Work task —
Everything in the listing below except the pictures should be reproduced exactly.

Provided data —
* * *
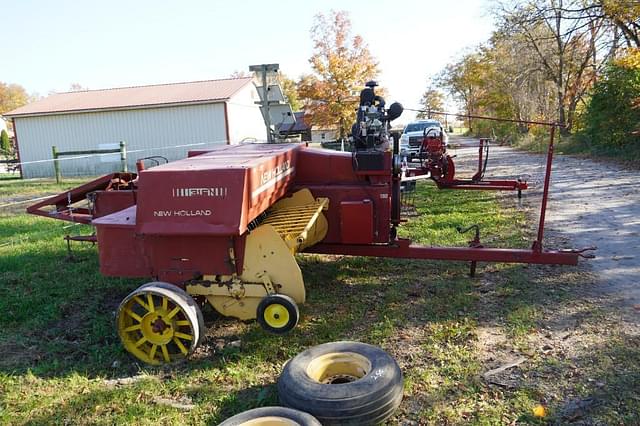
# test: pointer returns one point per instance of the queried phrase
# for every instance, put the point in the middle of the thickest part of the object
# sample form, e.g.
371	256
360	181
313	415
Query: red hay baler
223	226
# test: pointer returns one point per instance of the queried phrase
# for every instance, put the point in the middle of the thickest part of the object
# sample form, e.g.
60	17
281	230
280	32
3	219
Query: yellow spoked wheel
278	313
159	323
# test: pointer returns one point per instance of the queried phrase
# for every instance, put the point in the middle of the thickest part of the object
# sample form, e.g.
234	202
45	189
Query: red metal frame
403	248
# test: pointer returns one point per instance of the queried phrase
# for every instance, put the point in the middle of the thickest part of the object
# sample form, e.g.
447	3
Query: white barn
165	120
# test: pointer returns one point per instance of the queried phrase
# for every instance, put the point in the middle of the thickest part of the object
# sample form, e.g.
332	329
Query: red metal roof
134	97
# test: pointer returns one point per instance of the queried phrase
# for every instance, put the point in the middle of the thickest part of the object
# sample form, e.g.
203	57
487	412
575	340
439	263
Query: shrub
612	118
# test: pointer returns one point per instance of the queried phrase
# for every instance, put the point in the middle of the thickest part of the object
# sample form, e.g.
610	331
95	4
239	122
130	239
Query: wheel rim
337	368
155	328
270	421
276	315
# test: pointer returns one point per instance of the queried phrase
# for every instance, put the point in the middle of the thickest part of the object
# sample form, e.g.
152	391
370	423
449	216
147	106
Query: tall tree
341	64
12	96
562	35
5	143
432	100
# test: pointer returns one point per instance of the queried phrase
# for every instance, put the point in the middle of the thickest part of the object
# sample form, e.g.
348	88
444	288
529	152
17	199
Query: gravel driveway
591	204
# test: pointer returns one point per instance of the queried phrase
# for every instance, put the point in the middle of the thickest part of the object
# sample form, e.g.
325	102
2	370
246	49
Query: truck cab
413	135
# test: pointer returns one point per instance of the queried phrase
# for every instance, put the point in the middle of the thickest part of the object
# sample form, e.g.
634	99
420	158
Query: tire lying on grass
343	383
272	416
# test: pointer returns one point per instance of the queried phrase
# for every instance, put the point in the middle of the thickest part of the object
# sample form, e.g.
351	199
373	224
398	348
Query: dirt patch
591	204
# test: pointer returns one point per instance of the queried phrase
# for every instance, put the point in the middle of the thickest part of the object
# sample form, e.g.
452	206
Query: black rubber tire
288	303
369	400
297	416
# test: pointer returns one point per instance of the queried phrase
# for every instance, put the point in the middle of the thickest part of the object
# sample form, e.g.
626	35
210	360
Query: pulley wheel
278	313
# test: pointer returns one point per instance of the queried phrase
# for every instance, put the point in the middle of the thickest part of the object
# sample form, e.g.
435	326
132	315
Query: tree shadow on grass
409	307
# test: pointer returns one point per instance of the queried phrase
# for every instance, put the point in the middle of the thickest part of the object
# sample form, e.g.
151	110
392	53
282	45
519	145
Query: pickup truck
414	133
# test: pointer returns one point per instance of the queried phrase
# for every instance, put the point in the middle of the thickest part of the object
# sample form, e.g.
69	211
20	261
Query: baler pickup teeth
299	220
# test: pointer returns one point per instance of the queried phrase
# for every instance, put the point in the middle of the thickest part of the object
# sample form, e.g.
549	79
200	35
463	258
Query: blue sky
47	45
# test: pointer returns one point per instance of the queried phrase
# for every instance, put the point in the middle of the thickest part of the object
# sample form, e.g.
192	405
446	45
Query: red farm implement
223	226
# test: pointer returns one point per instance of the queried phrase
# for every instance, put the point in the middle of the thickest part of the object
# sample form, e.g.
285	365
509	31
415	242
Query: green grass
58	343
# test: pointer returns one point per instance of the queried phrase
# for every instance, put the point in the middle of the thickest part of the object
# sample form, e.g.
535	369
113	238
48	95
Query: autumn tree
342	64
563	36
12	96
77	87
5	143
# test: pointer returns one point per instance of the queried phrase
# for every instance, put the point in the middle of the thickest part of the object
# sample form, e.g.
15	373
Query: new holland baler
224	226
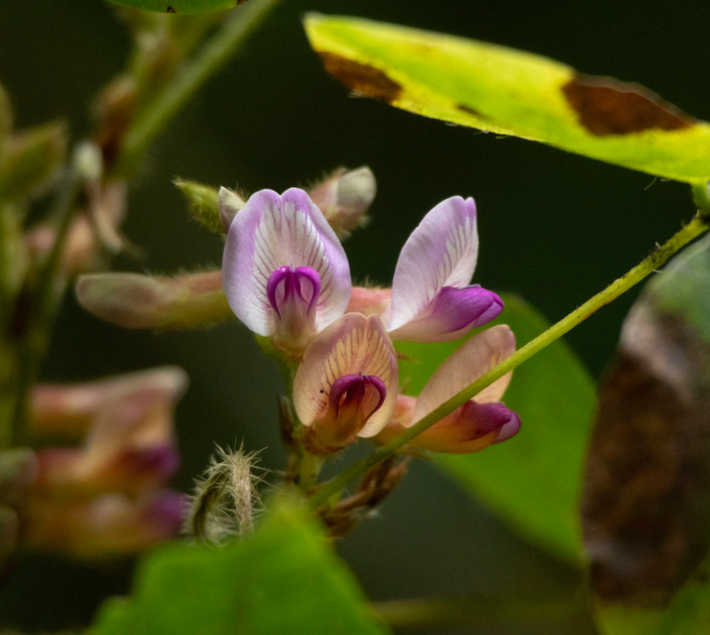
* * *
Answer for this exercise —
# test: pointer returns one point per instance of the queried phrase
# for every instance, put the point in the middle of the thickest part of the object
# sample form, e.g.
371	256
360	181
313	415
Query: red hay baler
223	226
# test: pointer returns one point per instance of the queried phrase
# for every instance, put the point in the middle of the thickest part of the object
# sample form, e.g.
60	17
281	230
280	32
3	219
Query: yellow spoked wheel
278	313
159	323
# test: pointer returns one point per instance of the queried phrase
# for every instance, put the point in the middle of the thickest part of the object
# sample form, e.g.
234	202
45	189
Query: red metal frame
403	248
# test: pointer returns one point per instance of the queried phrase
# for every instance, put the point in the middle of the thickest part of the object
# sample form, e.g.
447	3
Query: white barn
165	120
# test: pointer returns one point per instance of the queried phrase
# for every instance, put the point in the middle of the thickest part of the object
# sample form, e.g.
332	329
Query: red metal roof
134	97
# test: pointer returns one point per instance of the queried phrase
# for every instance, put the point in the middle of the thickest part of the object
# sample form, e.g.
203	57
487	412
575	340
439	263
Query: shrub
612	118
# test: pointer returns one point per instance of the queried phrase
# for every instance, put the point in the middle of the thickest part of the object
# sample form, e.g.
610	331
95	4
239	122
130	239
Query: wheel rim
337	368
155	328
270	421
276	315
# test: pointer returns one point per instance of the queried phrase
# for every instance, put the point in the middle of the thickest part of the object
# sample form, e.g.
152	391
370	423
449	216
147	106
Query: tall tree
341	64
12	96
562	35
5	143
432	100
# test: pointer returns one point per instance of the queried phrase
# for every instance, put the point in the middle of the thickest part of the object
# sample form, e.g.
348	88
444	288
529	152
17	199
Query: gravel driveway
591	204
# test: pointer returns one point per instance of the queried phrase
# for every instance, put the point in the middle of the thickest part of the object
# sample form, e.g.
325	102
2	370
246	49
Query: truck cab
413	135
# test: pointer returns one point per instance of the queried phrase
# for every instance, put the point in the middle of the thickest part of the object
# sample form, e.g.
634	99
420	158
Query: tire lying on grass
343	383
272	416
# test: pointer returns one point per instance of the queried phrase
# for every instance, put the point in the middle of the thickest part of the object
# sample form, e.g.
351	199
373	224
398	348
Query: dirt patch
591	204
# test: pointer returns one point per instance of the queried phrase
# for every instance, put the point in the middle of the thickest part of the object
# sample form, e.g.
452	206
Query: black rubber tire
288	303
369	400
297	416
# test: pointer returns one point per instance of the queried phrase
# for every instance, put the point in the middle of the thickest part of the object
# sample form, e.g.
626	35
210	360
Query: pulley wheel
278	313
# test: pointer returns one point per instance of the queried phrase
# for every instance, put the point in the middle of the thickest part of the object
# sample form, e.g.
435	326
132	315
Query: tree shadow on grass
409	307
# test: pointer returns one point per instance of the queried phrase
# for every instance, put the point in the middle of the thickest part of the object
# sample form, e.g.
151	110
392	53
282	45
519	145
Query: pickup truck
414	133
# test: pointer returns one point per instance of the queried phrase
# for every instance, put the point in the middle of the thickest part of the object
# sample form, e.g.
69	211
20	261
Query: baler pickup teeth
299	220
# test: pointer returns one point per instance of the queried phrase
# for every instance, put the point in the middle of the thickest part of the object
# sample form, e.g.
549	79
200	35
463	258
Query: blue sky
47	45
# test: pointer returns one point per instance of the queried phrase
# for every instance, put the point in the middle of the thickest part of the object
# sample form, e.g.
192	405
446	45
Query: red farm implement
223	226
# test: pointer returns one point per instance of the queried phrase
# for every instance, put the point in the middle of the thickest part of the object
# sample form, e.g.
285	365
509	31
415	242
Query: green grass
58	343
# test: pointer returns one point per instance of the queried phrase
# for every instance, put the point in the middle of the thickest part of the object
# sample form, e.g.
535	369
113	238
48	95
Query: autumn tree
342	64
563	36
12	96
77	87
5	143
# test: pointer returns one point per instance of the queried phrase
# for every instance, put the point in the middle of the thickest part of the object
# sample form, e.g.
15	373
Query: new holland baler
224	226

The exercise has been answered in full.